• [Exercise input]:
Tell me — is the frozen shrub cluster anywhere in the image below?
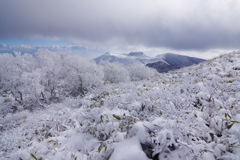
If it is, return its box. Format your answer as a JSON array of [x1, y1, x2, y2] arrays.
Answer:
[[0, 52, 240, 160]]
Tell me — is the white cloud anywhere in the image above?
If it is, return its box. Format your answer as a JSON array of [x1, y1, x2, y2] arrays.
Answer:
[[0, 0, 240, 55]]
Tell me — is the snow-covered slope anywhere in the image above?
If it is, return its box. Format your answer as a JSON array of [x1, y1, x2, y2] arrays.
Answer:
[[0, 52, 240, 160], [147, 53, 206, 73]]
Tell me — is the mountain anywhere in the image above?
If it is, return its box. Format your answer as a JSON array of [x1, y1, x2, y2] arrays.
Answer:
[[147, 53, 206, 73], [93, 52, 165, 65], [93, 52, 205, 73], [0, 52, 240, 160]]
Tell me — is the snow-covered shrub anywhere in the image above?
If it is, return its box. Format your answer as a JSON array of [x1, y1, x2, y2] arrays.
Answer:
[[127, 64, 157, 81], [99, 61, 130, 83]]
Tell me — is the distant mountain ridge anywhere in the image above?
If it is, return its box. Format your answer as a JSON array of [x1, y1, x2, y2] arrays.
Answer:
[[93, 52, 206, 72], [93, 52, 166, 65], [146, 53, 206, 73]]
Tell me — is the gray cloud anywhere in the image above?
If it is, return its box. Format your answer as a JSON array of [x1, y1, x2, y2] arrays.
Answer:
[[0, 0, 240, 50]]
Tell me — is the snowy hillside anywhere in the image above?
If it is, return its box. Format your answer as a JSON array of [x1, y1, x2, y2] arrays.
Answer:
[[0, 52, 240, 160]]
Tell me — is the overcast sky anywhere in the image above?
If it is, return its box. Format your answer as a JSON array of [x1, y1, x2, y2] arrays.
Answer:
[[0, 0, 240, 57]]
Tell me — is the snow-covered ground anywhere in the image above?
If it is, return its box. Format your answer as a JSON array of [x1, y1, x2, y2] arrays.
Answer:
[[0, 52, 240, 160]]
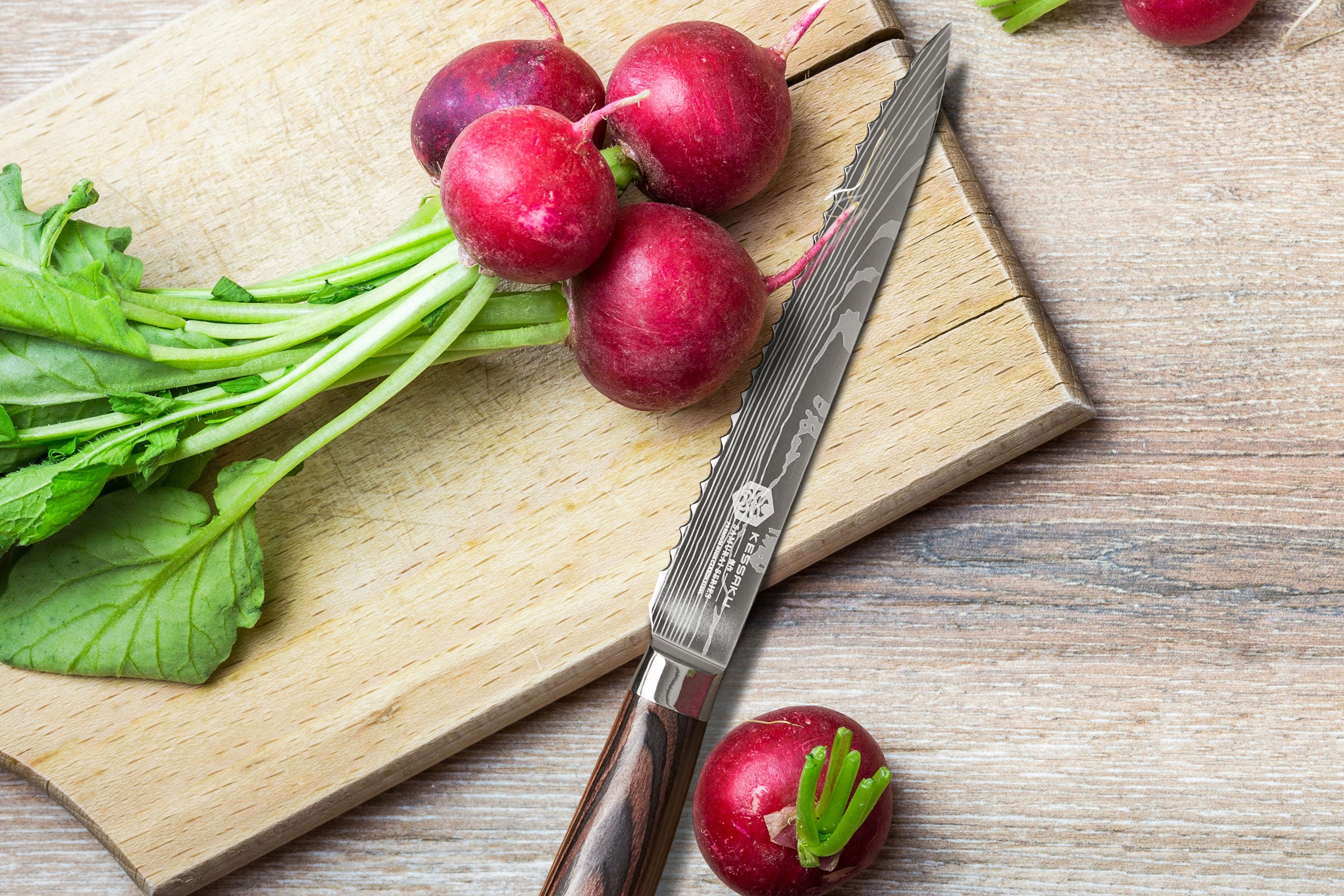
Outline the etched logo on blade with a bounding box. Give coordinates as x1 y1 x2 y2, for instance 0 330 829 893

• [Problem statement]:
Reproduce the data from the line containing "Tell me — is the overcast" up to and including the final line, requests included, with every bounding-box coordinate in the answers multiplied by 0.55 and rounded to a whole number, halves rounding up. Omit the pictures.

• [Written answer]:
Tell me — is the overcast sky anywhere in the image above?
If it is, return its box. Format your answer as a JSON array of [x1, y1, x2, y2] arrays.
Answer:
[[0, 0, 132, 31]]
Tell me — is the snow-covered ground anywhere in the image above?
If it is, return its box. Format your answer as a JSON array of [x1, y1, x2, y2] arrays.
Answer:
[[0, 29, 132, 88]]
Outline the etched logo on blade with a bounding box. Give coordinates as x1 y1 x2 y2, for instance 0 330 829 893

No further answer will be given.